▸ Excerpt provided
--*--

At equilibrium, the voltage drops to zero volts and there is no current flow (the battery dies). If changes are made to the cell that push it away from equilibrium, the cell potential will go up; if we make changes that push it toward equilibrium, cell potential will go down. The standard electrode potential (E°_cell) of a concentration cell, when its electrodes are the same, is zero volts. The cell potential value is dependent on concentration according to the following formula:

\(E_{cell}=E^{0}_{cell}-\frac{RT}{nF}lnQ\)

When Q = 1, the concentration of products and reactants are equal, so the E_cell and E°_cell are equal to each other.

Q24.6.5

How can CFT explain the color of a transition-metal complex?

Solution:

Crystal field splitting explains the difference in energy when transition metal complexes have split energy d-orbitals. The magnitude of crystal field splitting is proportional to the energy necessary to excite a low-energy electron up to a higher orbital. This energy comes in the form of visible light and the human eye sees the corresponding complementary color. For example, a strong field ligand would create a large Δ_O that takes high-energy light to excite up an electron. This high energy light may be violet in color, which is absorbed by the complex. Yellow light, the low energy wavelength complementary to violet, is not absorbed so we see that color. On the other hand, a weak field ligand will make a small Δ_O that needs very little energy to excite up an electron. This low energy light may be orange, which is absorbed by the compound and excites electrons. Blue light, the complement to orange light, is not absorbed by the compound, so it is reflected into the human eye. We see this compound as blue. Clear compounds, however, have no d-electrons to excite or no space to fit electrons. They do not need to absorb light, so we see them as clear or colorless.

Solution 2-

The electromagnetic spectrum is made up of photons of different wavelengths. The amount of energy needed to split d-orbitals is described by the crystal field theory. If Δ_O is large, then much energy is required to promote electrons into the higher energy orbitals, the electrons will instead prefer to pair in the lower energy orbitals which causes a low spin complex. Vice versa, if Δ_O is small, then it takes little energy to occupy higher orbitals and the electrons will remain unpaired which causes a high spin complex.

--*--

▸ Source material
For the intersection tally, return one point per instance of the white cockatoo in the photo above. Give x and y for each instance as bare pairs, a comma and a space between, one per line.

--*--

▸ Tasks and exercises
1 – In the excerpt on cell potential and crystal field theory, what is the standard electrode potential of a concentration cell whose electrodes are the same?
2 – Using the excerpt on cell potential and crystal field theory, explain why a complex with a strong field ligand may appear yellow.

▸ List of solutions
1 – It is zero volts.

2 – A strong field ligand creates a large Δ_O, so high-energy light is needed to excite an electron, and this light may be violet, which the complex absorbs. Yellow light is the low-energy complement to violet and is not absorbed, so yellow is the color seen.